Reflection by T.C. Lo on the 50th year anniversary for the first man to walk on the moon
I have never forgotten the very day fifty years ago. Astronaut Neil Armstrong spoke the phrase “The Eagle Has Landed” to announce the successful landing of the Apollo 11 his famous lunar module named “Eagle” in the Sea of Tranquility on the moon on July 20, 1969. As the first man to walk on the moon, he uttered his famous line: “That’s one small step for man, one giant leap for mankind.” Less than 20 years later, Armstrong, a devoted Christian, came to Poughkeepsie, NY, to speak at an evangelical meeting where I brought my children (Esther and Tim) there to listen to his view on Christianity.
However monumental this historic event might have been, let us look back in time to see what had happened before it. Ravi Zacharias described it beautifully with theological insight (Ref. 1):
“On August 7, 1961, twenty-six year-old Major Gherman Titov became the second soviet cosmonaut to orbit the moon and return safely, climaxing a monumental feat for mankind. Sometime later, speaking at the world fair and savoring his moment of glory, he recounted this experience, vouchsafed to a privileged few. Under a triumphalist pretext, he let it be known that, on his excursion into space, he hadn’t seen God. Upon hearing of this exuberant argument from silence, someone quipped, “Had he stepped out of his space-suit he would have!” Evidently reluctant to restrict the immediate gains of the moment to the disciplines directly involved in that endeavor, Titov attempted to draw theological blood. Thus, one great step for science became for him, an immensely greater leap in philosophy.
On Christmas Eve, 1968, three American astronauts were first human beings to go around the “dark” side of the moon, away from the earth. Having fired their rockets, they were homebound on Apollo 8, and beheld our planet in a way that human eyes had never witnessed before. They saw Earth rise above the horizon of the moon, draped in a beauteous mixture of white and blue, bordered by glistering light of the sun against the black void of space. And in the throes of this awe-inspiring experience they open the pages of the book of Genesis and read for the world to hear ‘In the beginning God created the heaven and earth…’
Two similar experiences of awe and exhilaration; two diametrically opposed conclusions about the nature of the world. Such a chasm is quite understandable, for these two incidents carried into space the most fundamentally debated question on earth: Does God exist? Has God created man, or has man created God? Is God indispensably to any cosmological explanation, or is he only a psychological necessity of men? Theism or atheism?

------------

About this exercise. Carry on the reflection on the moon landing anniversary, picking up right after its final sentence. The listing that follows is drawn from a separate source and is unrelated to the reflection above.

------------

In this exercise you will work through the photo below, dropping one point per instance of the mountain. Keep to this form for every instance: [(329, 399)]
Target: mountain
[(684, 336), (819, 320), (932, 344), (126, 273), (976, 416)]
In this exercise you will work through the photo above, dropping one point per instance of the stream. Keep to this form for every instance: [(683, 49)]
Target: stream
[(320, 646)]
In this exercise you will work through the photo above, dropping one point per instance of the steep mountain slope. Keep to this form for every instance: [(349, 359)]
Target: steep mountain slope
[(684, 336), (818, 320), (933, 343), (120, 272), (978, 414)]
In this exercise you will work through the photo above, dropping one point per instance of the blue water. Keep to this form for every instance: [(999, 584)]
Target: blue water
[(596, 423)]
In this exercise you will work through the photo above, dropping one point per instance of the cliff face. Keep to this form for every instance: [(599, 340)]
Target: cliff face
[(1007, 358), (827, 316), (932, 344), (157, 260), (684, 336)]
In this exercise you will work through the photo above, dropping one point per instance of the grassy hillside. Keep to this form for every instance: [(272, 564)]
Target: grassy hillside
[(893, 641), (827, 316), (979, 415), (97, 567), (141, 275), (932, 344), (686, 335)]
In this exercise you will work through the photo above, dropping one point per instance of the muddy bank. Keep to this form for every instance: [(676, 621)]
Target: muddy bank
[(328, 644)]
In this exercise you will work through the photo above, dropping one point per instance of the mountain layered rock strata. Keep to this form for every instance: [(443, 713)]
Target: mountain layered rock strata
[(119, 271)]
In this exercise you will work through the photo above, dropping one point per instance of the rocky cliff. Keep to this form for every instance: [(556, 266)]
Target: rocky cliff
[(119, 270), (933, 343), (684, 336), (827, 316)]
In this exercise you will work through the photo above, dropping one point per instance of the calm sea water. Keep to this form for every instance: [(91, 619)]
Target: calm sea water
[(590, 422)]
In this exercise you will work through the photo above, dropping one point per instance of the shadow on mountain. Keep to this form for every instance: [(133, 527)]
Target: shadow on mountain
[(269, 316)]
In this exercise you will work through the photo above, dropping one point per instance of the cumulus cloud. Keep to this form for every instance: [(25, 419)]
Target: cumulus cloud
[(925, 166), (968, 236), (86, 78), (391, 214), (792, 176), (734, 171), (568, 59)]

------------

The answer.
In 1952, Encyclopedia Britannica published a fifty-five-volume series entitled The Great Books of the Western World. Mortimer Adler, the noted philosopher and legal scholar, was co-editor of this series, which marshaled the eminent thinkers of the western world and their writings on the most important ideas that have been studied and investigated over the centuries. This includes ideas in law, science, philosophy, history, theology, and love that have shaped the minds and destinies of people. These essays are assembled for comparison and contrast. Very striking to the observant reader is that the longest essay is on God. When Mr. Adler was asked by a reviewer why this theme merited such protracted coverage, his answer was uncompromising. “Because,” said he, “more consequences for life and action follow from the affirmation or denial of God than from any other basic question.”
Ref. 1 “The Real Face of Atheism” by Ravi Zacharias; pp 19-21.